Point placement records
====
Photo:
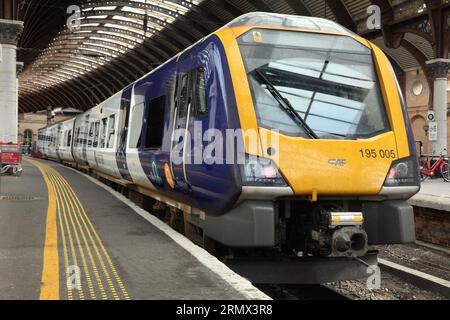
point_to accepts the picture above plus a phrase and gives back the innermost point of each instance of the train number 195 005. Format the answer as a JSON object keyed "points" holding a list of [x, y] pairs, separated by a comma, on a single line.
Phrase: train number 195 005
{"points": [[380, 153]]}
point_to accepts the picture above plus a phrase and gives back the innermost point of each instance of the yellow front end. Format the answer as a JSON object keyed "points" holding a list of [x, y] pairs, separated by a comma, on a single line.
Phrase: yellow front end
{"points": [[324, 167]]}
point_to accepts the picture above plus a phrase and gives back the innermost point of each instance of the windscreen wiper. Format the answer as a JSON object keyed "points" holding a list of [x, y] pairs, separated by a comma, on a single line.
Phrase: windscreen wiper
{"points": [[286, 105]]}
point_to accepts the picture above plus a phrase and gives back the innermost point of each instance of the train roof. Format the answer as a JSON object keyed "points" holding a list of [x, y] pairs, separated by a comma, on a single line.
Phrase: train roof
{"points": [[266, 19]]}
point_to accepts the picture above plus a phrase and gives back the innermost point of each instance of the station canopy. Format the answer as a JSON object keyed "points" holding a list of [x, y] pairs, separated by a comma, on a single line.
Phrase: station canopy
{"points": [[76, 59]]}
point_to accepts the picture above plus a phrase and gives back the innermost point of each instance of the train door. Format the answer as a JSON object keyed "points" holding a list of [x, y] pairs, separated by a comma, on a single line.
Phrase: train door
{"points": [[59, 146], [124, 116], [181, 141], [85, 138]]}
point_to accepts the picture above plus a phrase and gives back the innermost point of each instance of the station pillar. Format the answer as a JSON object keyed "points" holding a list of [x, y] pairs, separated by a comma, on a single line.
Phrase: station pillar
{"points": [[439, 71], [9, 33]]}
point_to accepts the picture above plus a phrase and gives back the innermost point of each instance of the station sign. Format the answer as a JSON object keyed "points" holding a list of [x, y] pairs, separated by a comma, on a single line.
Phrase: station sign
{"points": [[432, 131]]}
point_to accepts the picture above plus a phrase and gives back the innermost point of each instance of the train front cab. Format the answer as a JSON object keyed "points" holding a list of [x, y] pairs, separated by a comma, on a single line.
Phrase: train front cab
{"points": [[344, 157]]}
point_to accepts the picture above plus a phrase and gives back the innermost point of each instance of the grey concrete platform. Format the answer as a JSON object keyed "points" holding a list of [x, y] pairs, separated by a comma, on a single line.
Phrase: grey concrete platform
{"points": [[434, 194], [120, 254]]}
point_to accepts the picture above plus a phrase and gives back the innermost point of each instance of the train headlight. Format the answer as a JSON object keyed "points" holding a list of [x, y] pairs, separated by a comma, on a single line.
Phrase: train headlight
{"points": [[258, 171], [403, 172]]}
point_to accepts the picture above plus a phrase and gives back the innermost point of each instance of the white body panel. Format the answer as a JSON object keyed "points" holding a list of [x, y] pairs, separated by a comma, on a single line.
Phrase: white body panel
{"points": [[102, 142], [134, 164]]}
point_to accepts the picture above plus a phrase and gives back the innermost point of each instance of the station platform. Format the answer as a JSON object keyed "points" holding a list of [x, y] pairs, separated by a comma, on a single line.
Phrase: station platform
{"points": [[434, 194], [432, 212], [64, 235]]}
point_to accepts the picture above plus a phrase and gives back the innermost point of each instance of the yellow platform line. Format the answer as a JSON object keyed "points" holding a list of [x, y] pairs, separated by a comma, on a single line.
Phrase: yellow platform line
{"points": [[50, 271], [86, 244], [99, 255], [87, 222], [79, 243], [71, 239]]}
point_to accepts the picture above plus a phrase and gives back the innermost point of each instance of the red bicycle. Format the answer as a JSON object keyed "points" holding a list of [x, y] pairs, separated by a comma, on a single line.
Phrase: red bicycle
{"points": [[428, 171]]}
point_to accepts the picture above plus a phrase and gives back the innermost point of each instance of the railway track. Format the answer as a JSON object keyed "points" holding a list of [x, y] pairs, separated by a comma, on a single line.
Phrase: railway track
{"points": [[301, 292]]}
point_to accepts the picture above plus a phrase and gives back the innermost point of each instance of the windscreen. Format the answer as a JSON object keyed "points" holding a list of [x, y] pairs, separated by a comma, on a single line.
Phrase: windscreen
{"points": [[313, 85]]}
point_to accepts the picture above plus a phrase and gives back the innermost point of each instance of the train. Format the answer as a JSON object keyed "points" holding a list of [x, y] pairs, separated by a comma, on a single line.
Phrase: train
{"points": [[284, 139]]}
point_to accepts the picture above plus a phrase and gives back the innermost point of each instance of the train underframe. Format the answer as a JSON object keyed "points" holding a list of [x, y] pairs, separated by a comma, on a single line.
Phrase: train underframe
{"points": [[290, 240]]}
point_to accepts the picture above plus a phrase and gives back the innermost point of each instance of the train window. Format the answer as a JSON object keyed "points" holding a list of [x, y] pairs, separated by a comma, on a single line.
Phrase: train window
{"points": [[103, 135], [91, 134], [328, 81], [155, 122], [135, 127], [201, 108], [111, 131], [69, 138], [96, 133], [183, 96]]}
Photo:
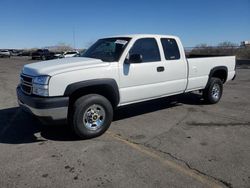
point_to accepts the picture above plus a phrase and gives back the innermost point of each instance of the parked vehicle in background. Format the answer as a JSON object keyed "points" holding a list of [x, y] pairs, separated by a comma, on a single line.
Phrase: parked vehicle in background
{"points": [[5, 53], [70, 54], [43, 54], [58, 55], [118, 71]]}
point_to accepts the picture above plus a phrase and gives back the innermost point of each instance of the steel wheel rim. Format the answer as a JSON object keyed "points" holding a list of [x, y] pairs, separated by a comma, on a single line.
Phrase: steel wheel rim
{"points": [[216, 91], [94, 117]]}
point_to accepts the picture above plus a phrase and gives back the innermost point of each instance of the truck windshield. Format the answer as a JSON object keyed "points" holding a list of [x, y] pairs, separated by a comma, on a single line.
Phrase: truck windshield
====
Task goal >>
Recast every line of the data above as a Markdown table with the columns Row and Line, numbering the rows and skipping blank lines. Leave the pictures out of the answer.

Finished exercise >>
| Row | Line |
|---|---|
| 1 | Photo: |
| 2 | point_to accepts the picture above plus a phrase and gives back the innermost point of each instance of the train number 195 005. Format the answer as a JSON object keyed "points" holding a list of [x, y] pairs, separated by a comma, on a single line. |
| 3 | Phrase: train number 195 005 |
| 4 | {"points": [[380, 153]]} |
| 5 | point_to accepts the picture above plus a phrase and gives back the innermost point of each instance of the yellow front end. Format the answer as a JSON object keyed "points" holding a list of [x, y] pairs, separated by a comma, on a single line. |
| 6 | Phrase: yellow front end |
| 7 | {"points": [[324, 167]]} |
| 8 | point_to accepts the picture above plus a phrase and gives back the innermost point of each instance of the windscreen wiper. Format the answer as a JSON object keyed "points" holding a list of [x, y] pairs, separated by a comma, on a single line. |
| 9 | Phrase: windscreen wiper |
| 10 | {"points": [[286, 105]]} |
| 11 | point_to accepts the picture above plus a phrase and gives back the innermost point of each instance of the train roof. Format the answer as a JSON object keyed "points" holding a list of [x, y] pairs, separated by a comma, on a single line. |
| 12 | Phrase: train roof |
| 13 | {"points": [[266, 19]]} |
| 14 | point_to accepts the picture above plus a phrase and gives back the innermost point of each instance of the station canopy. Format the answer as a JSON object keyed "points" holding a list of [x, y] pairs, separated by a comma, on a single line. |
| 15 | Phrase: station canopy |
| 16 | {"points": [[76, 59]]} |
| 17 | point_to accepts the picture above plus a phrase and gives back the innermost point of each instance of the train door. Format the answer as a JSON object keyed "points" holding a list of [x, y] pairs, separated by a comma, on a single line. |
| 18 | Phrase: train door |
| 19 | {"points": [[59, 146], [124, 116], [181, 141], [85, 138]]} |
| 20 | point_to accepts the picture above plus a phrase and gives back the innermost point of each instance of the station pillar. Format the answer as a JSON object keyed "points" holding a list of [x, y] pairs, separated by a comma, on a single line. |
| 21 | Phrase: station pillar |
| 22 | {"points": [[439, 71], [9, 33]]} |
| 23 | point_to accepts the picture above plus a phrase and gives back the innermost point of each instance of the station sign. Format the answer as a JSON object keyed "points" holding a list of [x, y] pairs, separated by a comma, on a single line. |
| 24 | Phrase: station sign |
| 25 | {"points": [[432, 131]]} |
| 26 | point_to accepts the picture above plus a phrase and gives back the innermost point of each instance of the train front cab. Format the answer as a JSON object keyed "points" holding a list of [x, y] pairs, separated by a comma, on a single line. |
| 27 | Phrase: train front cab |
| 28 | {"points": [[344, 157]]} |
| 29 | point_to accepts the picture above plus a phrase and gives back the innermost point of each instance of the grey concrete platform. Format the answer as a JSON object keyed "points" holding a list of [x, y] pairs, separated by a comma, on a single line. |
| 30 | Phrase: grey concrete platform |
| 31 | {"points": [[434, 194], [120, 254]]} |
| 32 | point_to accepts the picture above plus a phrase and gives back the innermost point of each instance of the train headlight. Format the answer as a JSON object keyed "points" holding a list of [x, y] pairs, separated by a comma, on a single line. |
| 33 | Phrase: train headlight |
| 34 | {"points": [[258, 171], [403, 172]]} |
| 35 | point_to accepts the picture above plus a phrase and gives back the innermost point of each instance of the white body panel. Format the answer as a JSON object keyed "points" holding a list of [x, y] pairs, separated by a comma, on a single line. |
| 36 | Phrase: white body panel |
| 37 | {"points": [[102, 142], [134, 164]]} |
| 38 | point_to accepts the picture above plus a phrase and gives back the innermost point of each instance of the station platform. Format the answer as a JSON object keyed "points" holding a list of [x, y] pairs, separated by a comma, on a single line. |
| 39 | Phrase: station platform |
| 40 | {"points": [[434, 194], [432, 212], [64, 235]]} |
| 41 | point_to accepts the picture above plus a phrase and gives back the innermost point of each instance of the yellow platform line. Format the answer as a JSON object keyed "points" holding a list of [x, y] pairs, separated by a comma, on a single line. |
| 42 | Phrase: yellow platform line |
| 43 | {"points": [[50, 271], [86, 244], [99, 255], [87, 222], [79, 243], [71, 239]]} |
| 44 | point_to accepts the picture above plus a phrase and gives back the innermost point of each instance of the red bicycle. Format the answer as a JSON object keyed "points" holding a list of [x, y] pairs, separated by a comma, on a single line. |
| 45 | Phrase: red bicycle |
| 46 | {"points": [[428, 171]]} |
| 47 | point_to accepts the picture above plus a phrase and gives back the innermost point of each instance of the railway track. Format the answer as a JSON object keyed "points" holding a list of [x, y] pairs, separated by a comma, on a single line. |
| 48 | Phrase: railway track |
| 49 | {"points": [[301, 292]]} |
| 50 | point_to accepts the picture above plus a phrase and gives back the innermost point of each instance of the windscreen. Format the answer as a JSON object keyed "points" holding a list of [x, y] pairs, separated by a comma, on a single line. |
| 51 | Phrase: windscreen |
| 52 | {"points": [[313, 85]]} |
| 53 | point_to accepts the picture above plus a phrase and gives back the innermost point of each instance of the train. Format the answer as a JSON object keyed "points" holding a list of [x, y] pairs, separated by a comma, on a single line. |
| 54 | Phrase: train |
| 55 | {"points": [[284, 139]]} |
| 56 | point_to accepts the picture above plus a phrase and gives back the innermost point of each instance of the train underframe. Format the answer as a JSON object keyed "points" holding a list of [x, y] pairs, separated by a comma, on a single line. |
| 57 | Phrase: train underframe |
| 58 | {"points": [[290, 240]]} |
| 59 | point_to accepts the picture above plus a phrase and gives back the innermost point of each instance of the train window. Format the answer as a JSON object keyed "points" holding a list of [x, y] pairs, separated by a comma, on a single line. |
| 60 | Phrase: train window |
| 61 | {"points": [[103, 135], [91, 134], [328, 81], [155, 122], [135, 127], [201, 108], [111, 131], [69, 138], [96, 133], [183, 96]]} |
| 62 | Photo: |
| 63 | point_to accepts the picture above plus a phrase and gives back the innermost point of each instance of the parked vehicle in background. Format the answer as a JSON object keyed "points" holding a list of [x, y] pairs, separated by a comma, on a single line. |
| 64 | Phrase: parked vehicle in background |
| 65 | {"points": [[5, 53], [70, 54], [43, 54], [58, 55], [118, 71]]} |
| 66 | point_to accepts the picture above plus a phrase and gives back the innermost point of each instance of the steel wheel rim. Format the answer as a JSON object keyed "points" holding a list of [x, y] pairs, separated by a comma, on a single line. |
| 67 | Phrase: steel wheel rim |
| 68 | {"points": [[216, 91], [94, 117]]} |
| 69 | point_to accepts the picture above plus a phrase and gives back the innermost point of each instance of the truck windshield. Format the answer as a JSON object keyed "points" holding a list of [x, y] pairs, separated by a comma, on a single line. |
| 70 | Phrase: truck windshield |